» Exercise objective
Return each line of the data below that contains the string "wooden".
═══ Provided records
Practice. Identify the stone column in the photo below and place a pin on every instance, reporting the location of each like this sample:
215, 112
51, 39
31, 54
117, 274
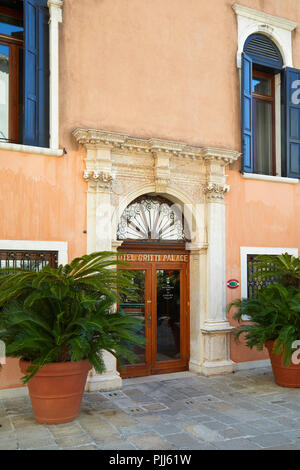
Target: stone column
99, 238
197, 303
216, 329
55, 13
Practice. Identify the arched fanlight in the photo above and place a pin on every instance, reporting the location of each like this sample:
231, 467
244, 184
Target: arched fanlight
152, 218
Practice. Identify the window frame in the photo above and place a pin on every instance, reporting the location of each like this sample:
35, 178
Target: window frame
270, 99
14, 45
29, 245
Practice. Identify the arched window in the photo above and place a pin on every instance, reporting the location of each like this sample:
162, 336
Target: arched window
153, 218
263, 51
270, 111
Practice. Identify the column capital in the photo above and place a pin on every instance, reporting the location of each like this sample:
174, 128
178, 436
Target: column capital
215, 191
98, 180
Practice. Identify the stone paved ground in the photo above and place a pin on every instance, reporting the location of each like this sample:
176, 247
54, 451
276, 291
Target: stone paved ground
245, 410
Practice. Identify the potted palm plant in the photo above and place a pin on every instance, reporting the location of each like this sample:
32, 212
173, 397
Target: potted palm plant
58, 321
274, 316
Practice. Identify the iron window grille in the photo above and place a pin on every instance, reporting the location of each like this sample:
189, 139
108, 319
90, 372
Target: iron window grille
254, 282
31, 260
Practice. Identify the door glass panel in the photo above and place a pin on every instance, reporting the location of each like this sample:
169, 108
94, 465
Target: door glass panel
262, 86
168, 315
135, 307
263, 137
4, 92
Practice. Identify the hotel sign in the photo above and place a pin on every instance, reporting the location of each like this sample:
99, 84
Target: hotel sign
158, 258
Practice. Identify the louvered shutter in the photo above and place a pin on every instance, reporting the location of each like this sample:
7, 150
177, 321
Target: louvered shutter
291, 131
36, 73
247, 107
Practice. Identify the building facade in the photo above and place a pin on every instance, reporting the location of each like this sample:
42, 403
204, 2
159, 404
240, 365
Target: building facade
166, 130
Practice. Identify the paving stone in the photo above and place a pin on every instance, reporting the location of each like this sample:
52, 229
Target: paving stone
245, 411
73, 441
165, 429
183, 439
34, 443
151, 441
101, 430
271, 440
5, 425
202, 432
85, 448
236, 444
137, 429
119, 418
64, 430
154, 407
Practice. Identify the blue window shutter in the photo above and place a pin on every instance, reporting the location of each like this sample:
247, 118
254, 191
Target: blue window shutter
292, 122
247, 107
36, 73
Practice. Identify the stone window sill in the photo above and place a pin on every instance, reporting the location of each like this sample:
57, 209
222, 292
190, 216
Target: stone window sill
31, 150
272, 179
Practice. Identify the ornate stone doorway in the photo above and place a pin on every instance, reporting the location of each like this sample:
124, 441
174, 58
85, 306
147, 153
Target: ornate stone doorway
120, 169
153, 234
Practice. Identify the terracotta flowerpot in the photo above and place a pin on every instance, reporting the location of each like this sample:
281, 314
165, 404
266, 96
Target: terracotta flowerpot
285, 376
56, 390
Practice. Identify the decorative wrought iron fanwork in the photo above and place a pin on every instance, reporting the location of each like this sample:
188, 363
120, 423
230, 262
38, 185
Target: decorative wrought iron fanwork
254, 282
33, 260
152, 218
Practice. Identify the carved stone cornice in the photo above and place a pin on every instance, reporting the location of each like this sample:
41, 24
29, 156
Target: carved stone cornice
219, 156
55, 7
264, 18
98, 179
122, 143
215, 191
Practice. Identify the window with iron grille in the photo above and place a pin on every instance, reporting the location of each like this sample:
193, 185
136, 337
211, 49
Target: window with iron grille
254, 282
33, 260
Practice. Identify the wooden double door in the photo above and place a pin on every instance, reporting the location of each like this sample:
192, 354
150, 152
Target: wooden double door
══════
» Output of the task
Practice. Identify the wooden double door in the photo above and place a pin on every instance, reporting the location of each like this sample:
Target: wooden double door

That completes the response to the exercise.